Flag duplicate obs between based on two ID variables - r

Updated Example (see RULES)
I have data.table with id1 and id2 columns (as below)
data.table(id1=c(1,1,2,3,3,3,4), id2=c(1,2,2,1,2,3,2))
id1
id2
1
1
1
2
2
2
3
1
3
2
3
3
4
2
I would like to generate a flag to identify the duplicate association between id1 and id2.
RULE : if a particular id1 is already associated with id2 then it should be flagged..one unique id2 should be associated with one id1 only (see explanation below)
a) Looking for an efficient solution and b) a solution that only uses basics and data.table functions
id1
id2
flag
1
1
1
2
Y
<== since id2=1is assicated with id1=1 in 1st row
2
2
3
1
Y
<== since id2=1 is assicated with id1=1 in 1st row
3
2
Y
<== since id2=2 is assicated with id1=2 in 3rd row
3
3
4
2
Y
<== since id2=2 is assicated with id1=2 in 3rd row

This is a tricky one. If I understand correctly, my translation of OP's rules is as follows:
For each id1 group, exactly one row is not flagged.
If the id1 group consists only of one row it is not flagged.
Within an id1 group, all rows where id2 has been used in previous groups are flagged.
If there are more than one row within an id1 group which have not been flagged up to now, only the first row is not flagged; all other rows are flagged.

▶ Problems to work on:
[A] In the thread on flagging duplicate ID associations, which functions does the poster want the solution to use?
[B] Resume the thread on flagging duplicate id1/id2 associations from the point where it stops.
The listing that comes next is from a separate source.

▶ Data shown:

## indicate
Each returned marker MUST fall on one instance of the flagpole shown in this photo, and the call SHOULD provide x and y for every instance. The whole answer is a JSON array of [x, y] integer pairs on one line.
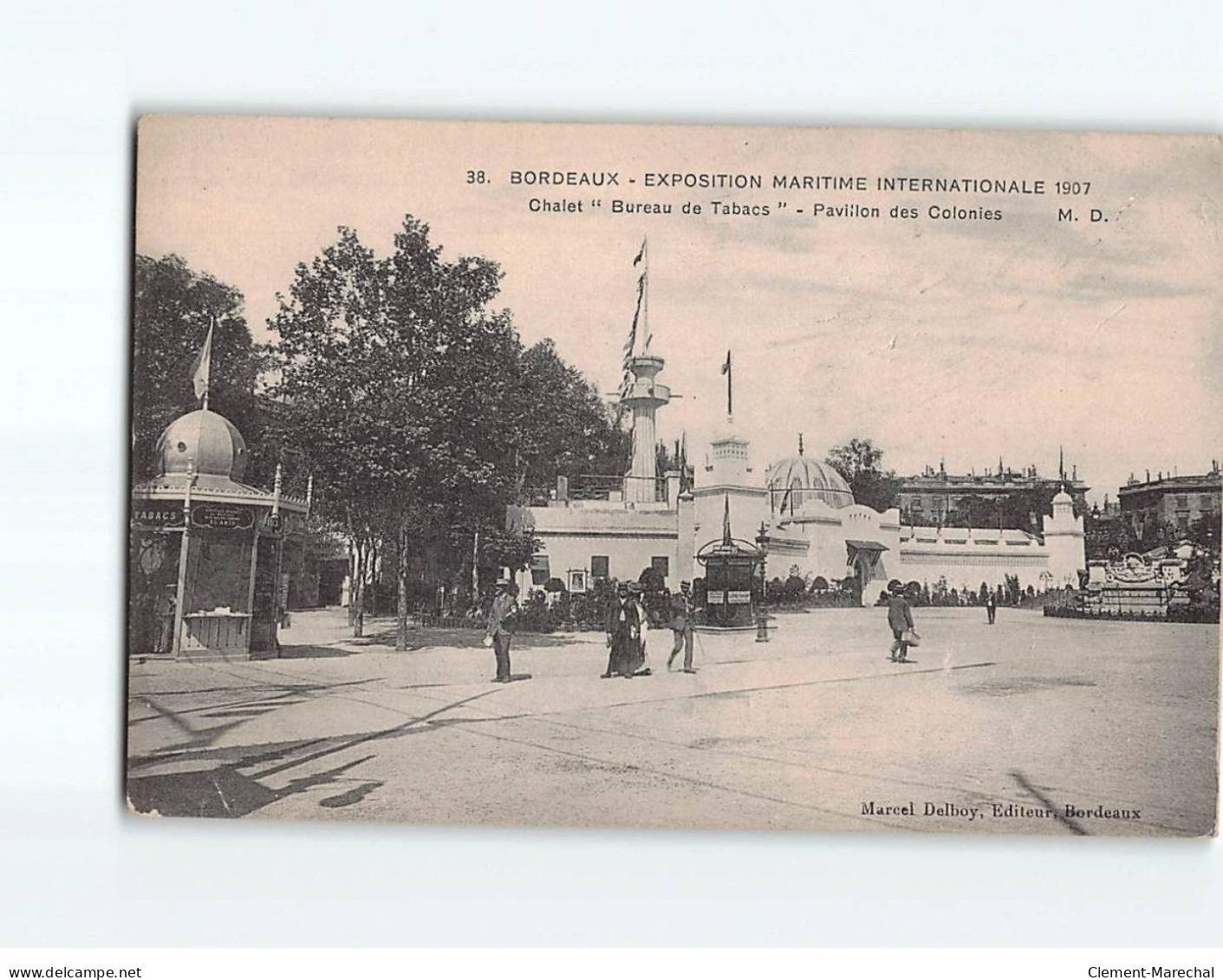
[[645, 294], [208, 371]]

▶ Exercise answers:
[A] Only basics and data.table functions.

[B]
So, the approach is to
create a vector of available id2 values,
step through the id1 groups,
find the first row within each group where the id2 value not already has been consumed in previous groups,
flag all other rows,
and update the vector of available (not consumed) id2 values.
avail <- unique(DT$id2)
DT[, flag := {
idx <- max(first(which(id2 %in% avail)), 1L)
avail <- setdiff(avail, id2)
replace(rep("Y", .N), idx, "")
}, by = id1][]
id1 id2 flag
1: 1 1
2: 1 2 Y
3: 2 2
4: 3 1 Y
5: 3 2 Y
6: 3 3
7: 4 2
Caveat
The above code reproduces the expected result for the use case provided by the OP. However, there might be other uses cases and/or edge cases where the code might need to be tweaked to comply with OP's expectations. E.g., it is unclear what the expected result is in case of an id1 group where all id2 values already have been consumed in previous groups.
Edit:
The OP has edited the expected result so that row 7 is now flagged as well.
Here is a tweaked version of my code which reproduces the expected result after the edit:
avail <- unique(DT$id2)
DT[, flag := {
idx <- first(which(id2 %in% avail))
avail <- setdiff(avail, id2[idx])
replace(rep("Y", .N), idx, "")
}, by = id1][]
id1 id2 flag
1: 1 1
2: 1 2 Y
3: 2 2
4: 3 1 Y
5: 3 2 Y
6: 3 3
7: 4 2 Y
Data
library(data.table)
DT = data.table(id1 = c(1, 1, 2, 3, 3, 3, 4),
id2 = c(1, 2, 2, 1, 2, 3, 2))

This is a really convoluted chain, but I think it produces the result (the result in your question does not follow your own logic):
library(data.table)
a = data.table(id1=c(1,1,2,3,3,3,4), id2=c(1,2,2,1,2,3,2))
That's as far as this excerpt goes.